Work instructions: Each line of the listing where the string "trees" appears is to be identified and copied.

Data provided:
☆ ☆ ☆ ☆ ☆ ☆ ☆

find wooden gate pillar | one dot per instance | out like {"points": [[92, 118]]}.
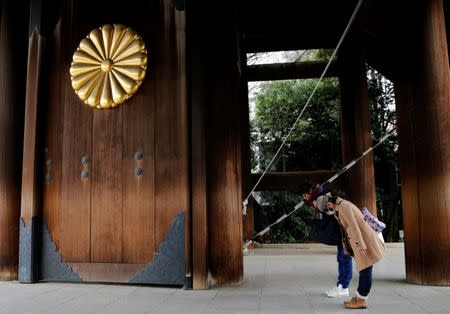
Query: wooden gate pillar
{"points": [[13, 49], [355, 124], [223, 150], [423, 110]]}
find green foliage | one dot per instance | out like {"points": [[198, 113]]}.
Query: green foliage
{"points": [[314, 143], [383, 119], [291, 230]]}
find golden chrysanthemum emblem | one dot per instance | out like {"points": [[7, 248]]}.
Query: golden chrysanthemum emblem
{"points": [[108, 66]]}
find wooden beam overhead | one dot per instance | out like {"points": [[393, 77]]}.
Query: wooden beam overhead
{"points": [[288, 71], [289, 181]]}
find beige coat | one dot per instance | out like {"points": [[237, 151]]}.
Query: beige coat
{"points": [[360, 234]]}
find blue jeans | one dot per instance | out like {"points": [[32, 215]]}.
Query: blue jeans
{"points": [[365, 281], [344, 268]]}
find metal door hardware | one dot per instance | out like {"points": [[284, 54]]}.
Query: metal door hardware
{"points": [[138, 155], [84, 174]]}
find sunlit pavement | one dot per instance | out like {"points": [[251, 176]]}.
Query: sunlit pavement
{"points": [[277, 280]]}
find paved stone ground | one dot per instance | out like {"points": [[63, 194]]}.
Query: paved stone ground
{"points": [[288, 280]]}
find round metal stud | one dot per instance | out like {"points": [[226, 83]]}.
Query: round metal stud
{"points": [[84, 174], [138, 156]]}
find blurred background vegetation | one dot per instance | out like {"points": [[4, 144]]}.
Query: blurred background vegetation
{"points": [[315, 144]]}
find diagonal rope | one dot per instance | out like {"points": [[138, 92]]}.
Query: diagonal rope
{"points": [[352, 18], [334, 177]]}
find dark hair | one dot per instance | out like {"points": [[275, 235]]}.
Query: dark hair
{"points": [[305, 187], [334, 195]]}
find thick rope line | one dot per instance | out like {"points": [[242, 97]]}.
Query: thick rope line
{"points": [[334, 177], [352, 18]]}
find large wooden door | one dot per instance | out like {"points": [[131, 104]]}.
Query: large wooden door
{"points": [[115, 182]]}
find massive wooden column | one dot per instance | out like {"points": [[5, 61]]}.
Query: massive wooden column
{"points": [[214, 84], [423, 110], [223, 150], [13, 36], [197, 78], [355, 124]]}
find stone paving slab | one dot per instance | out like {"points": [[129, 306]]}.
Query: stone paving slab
{"points": [[289, 279]]}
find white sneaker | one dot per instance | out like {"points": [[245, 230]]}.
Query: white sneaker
{"points": [[337, 292]]}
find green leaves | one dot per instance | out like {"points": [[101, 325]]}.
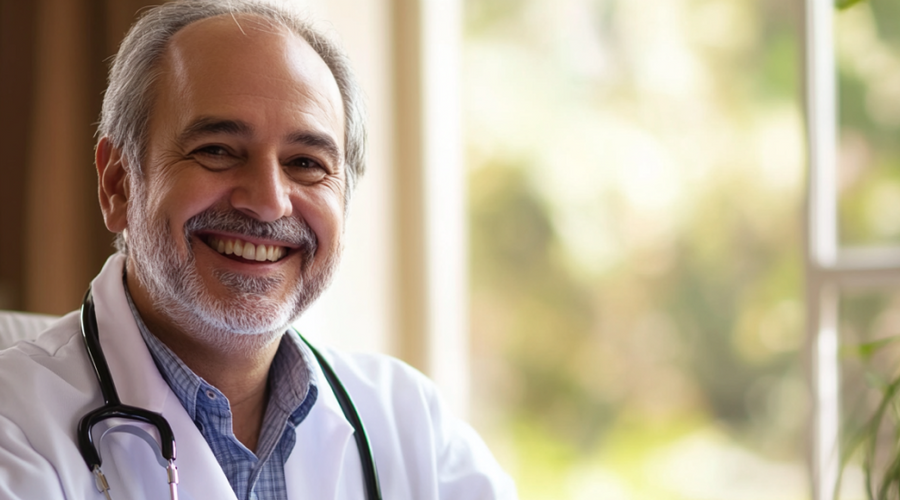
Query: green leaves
{"points": [[845, 4]]}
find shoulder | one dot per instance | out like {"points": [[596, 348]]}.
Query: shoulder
{"points": [[47, 377], [408, 421], [46, 384]]}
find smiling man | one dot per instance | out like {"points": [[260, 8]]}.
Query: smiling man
{"points": [[230, 141]]}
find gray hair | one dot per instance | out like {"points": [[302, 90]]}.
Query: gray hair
{"points": [[126, 105]]}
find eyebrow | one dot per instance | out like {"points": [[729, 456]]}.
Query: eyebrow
{"points": [[209, 125], [321, 142]]}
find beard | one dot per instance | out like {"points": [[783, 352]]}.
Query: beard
{"points": [[256, 309]]}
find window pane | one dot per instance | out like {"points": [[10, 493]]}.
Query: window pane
{"points": [[868, 55], [635, 207], [870, 355]]}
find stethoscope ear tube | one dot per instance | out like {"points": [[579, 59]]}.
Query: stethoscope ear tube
{"points": [[367, 457], [112, 408]]}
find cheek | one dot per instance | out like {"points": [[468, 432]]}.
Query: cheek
{"points": [[324, 212]]}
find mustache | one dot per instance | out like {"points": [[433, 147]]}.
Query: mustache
{"points": [[291, 230]]}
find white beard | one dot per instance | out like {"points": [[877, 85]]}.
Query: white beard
{"points": [[178, 292]]}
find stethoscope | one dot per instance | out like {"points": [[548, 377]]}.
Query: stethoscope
{"points": [[165, 449]]}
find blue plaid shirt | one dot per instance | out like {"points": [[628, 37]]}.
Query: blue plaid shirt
{"points": [[292, 393]]}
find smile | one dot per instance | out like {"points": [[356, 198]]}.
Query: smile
{"points": [[245, 249]]}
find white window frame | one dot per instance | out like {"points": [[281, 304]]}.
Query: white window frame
{"points": [[830, 268]]}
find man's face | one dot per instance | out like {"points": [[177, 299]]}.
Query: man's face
{"points": [[236, 224]]}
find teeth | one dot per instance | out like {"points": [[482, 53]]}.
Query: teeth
{"points": [[247, 250]]}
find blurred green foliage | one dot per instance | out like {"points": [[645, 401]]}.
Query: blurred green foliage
{"points": [[690, 313]]}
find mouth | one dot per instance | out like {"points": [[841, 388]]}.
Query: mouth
{"points": [[242, 250]]}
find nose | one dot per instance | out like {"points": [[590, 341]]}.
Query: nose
{"points": [[262, 191]]}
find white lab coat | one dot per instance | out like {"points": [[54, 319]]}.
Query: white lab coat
{"points": [[421, 451]]}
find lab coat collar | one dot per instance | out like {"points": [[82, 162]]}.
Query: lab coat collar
{"points": [[324, 438]]}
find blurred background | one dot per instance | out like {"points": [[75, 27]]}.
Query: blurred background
{"points": [[583, 218]]}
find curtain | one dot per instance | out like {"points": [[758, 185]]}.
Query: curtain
{"points": [[54, 55]]}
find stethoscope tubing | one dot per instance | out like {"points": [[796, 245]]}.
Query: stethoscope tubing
{"points": [[113, 408]]}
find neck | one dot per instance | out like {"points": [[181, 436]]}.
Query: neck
{"points": [[237, 365]]}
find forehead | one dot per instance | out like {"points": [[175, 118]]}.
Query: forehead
{"points": [[249, 66]]}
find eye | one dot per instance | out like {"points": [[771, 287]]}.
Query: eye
{"points": [[215, 157]]}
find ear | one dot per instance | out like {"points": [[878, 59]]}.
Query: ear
{"points": [[113, 182]]}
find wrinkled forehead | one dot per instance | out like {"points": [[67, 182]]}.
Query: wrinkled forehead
{"points": [[226, 57]]}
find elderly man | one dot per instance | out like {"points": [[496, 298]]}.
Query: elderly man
{"points": [[231, 139]]}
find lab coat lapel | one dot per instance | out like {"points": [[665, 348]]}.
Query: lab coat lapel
{"points": [[140, 384], [325, 463]]}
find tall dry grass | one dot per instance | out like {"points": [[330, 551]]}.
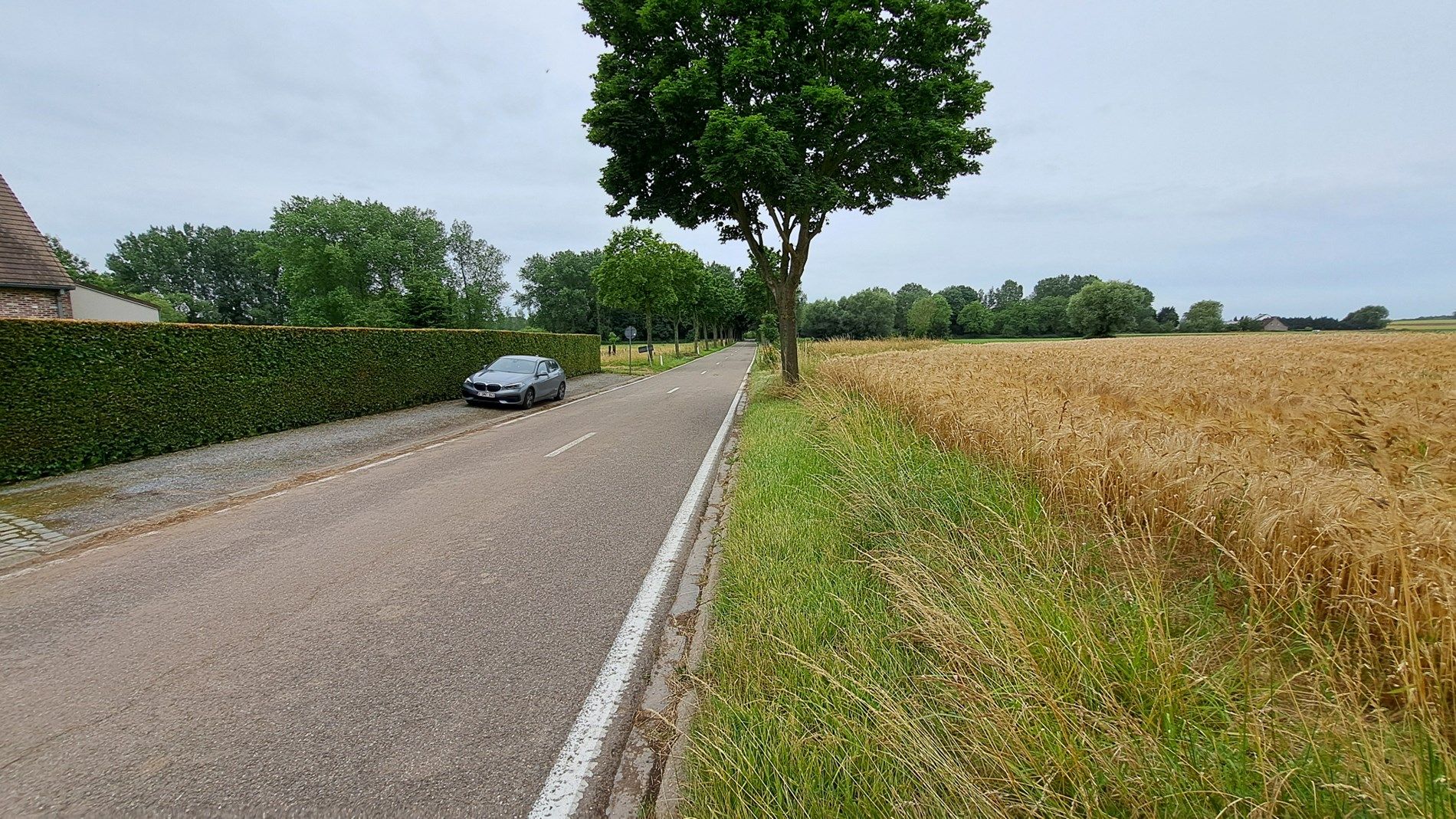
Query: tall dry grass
{"points": [[1318, 469]]}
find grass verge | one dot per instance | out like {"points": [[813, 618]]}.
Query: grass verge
{"points": [[906, 632]]}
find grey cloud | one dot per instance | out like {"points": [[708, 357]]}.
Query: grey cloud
{"points": [[1283, 158]]}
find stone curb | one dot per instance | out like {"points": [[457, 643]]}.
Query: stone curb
{"points": [[648, 780]]}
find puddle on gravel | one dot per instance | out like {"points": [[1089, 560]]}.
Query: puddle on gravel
{"points": [[47, 501]]}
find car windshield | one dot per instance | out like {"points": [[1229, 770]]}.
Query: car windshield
{"points": [[510, 364]]}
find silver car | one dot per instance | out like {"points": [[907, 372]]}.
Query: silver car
{"points": [[516, 380]]}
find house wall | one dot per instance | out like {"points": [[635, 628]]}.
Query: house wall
{"points": [[105, 307], [24, 303]]}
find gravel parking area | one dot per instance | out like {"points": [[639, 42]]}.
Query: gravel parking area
{"points": [[32, 513]]}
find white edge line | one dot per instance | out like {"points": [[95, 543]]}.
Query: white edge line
{"points": [[378, 463], [564, 447], [569, 775]]}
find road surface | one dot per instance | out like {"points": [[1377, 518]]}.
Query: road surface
{"points": [[412, 637]]}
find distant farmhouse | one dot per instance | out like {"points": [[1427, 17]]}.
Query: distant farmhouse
{"points": [[35, 286]]}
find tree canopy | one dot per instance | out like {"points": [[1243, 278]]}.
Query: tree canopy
{"points": [[763, 120], [1203, 317], [638, 271], [1103, 309], [930, 317]]}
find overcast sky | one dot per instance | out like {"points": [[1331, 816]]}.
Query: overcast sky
{"points": [[1281, 156]]}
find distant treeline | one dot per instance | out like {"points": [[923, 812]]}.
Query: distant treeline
{"points": [[346, 262], [1058, 306]]}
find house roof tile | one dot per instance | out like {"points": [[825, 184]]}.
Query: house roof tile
{"points": [[25, 258]]}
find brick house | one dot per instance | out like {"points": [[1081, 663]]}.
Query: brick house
{"points": [[32, 281]]}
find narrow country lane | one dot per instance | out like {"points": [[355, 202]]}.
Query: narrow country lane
{"points": [[417, 636]]}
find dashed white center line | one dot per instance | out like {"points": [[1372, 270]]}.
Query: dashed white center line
{"points": [[564, 447]]}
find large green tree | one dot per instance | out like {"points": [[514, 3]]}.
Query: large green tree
{"points": [[870, 313], [765, 118], [637, 273], [1005, 296], [1103, 309], [203, 274], [360, 264], [930, 317], [1063, 286], [477, 274], [959, 296], [823, 319], [904, 299], [976, 319], [558, 291], [1203, 317], [1369, 317]]}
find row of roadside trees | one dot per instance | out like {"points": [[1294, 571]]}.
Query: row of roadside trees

☆ ☆ ☆ ☆ ☆ ☆ ☆

Solution for this task:
find row of roadside trees | one dot per instance | out like {"points": [[1294, 571]]}.
Query: row of roadside trees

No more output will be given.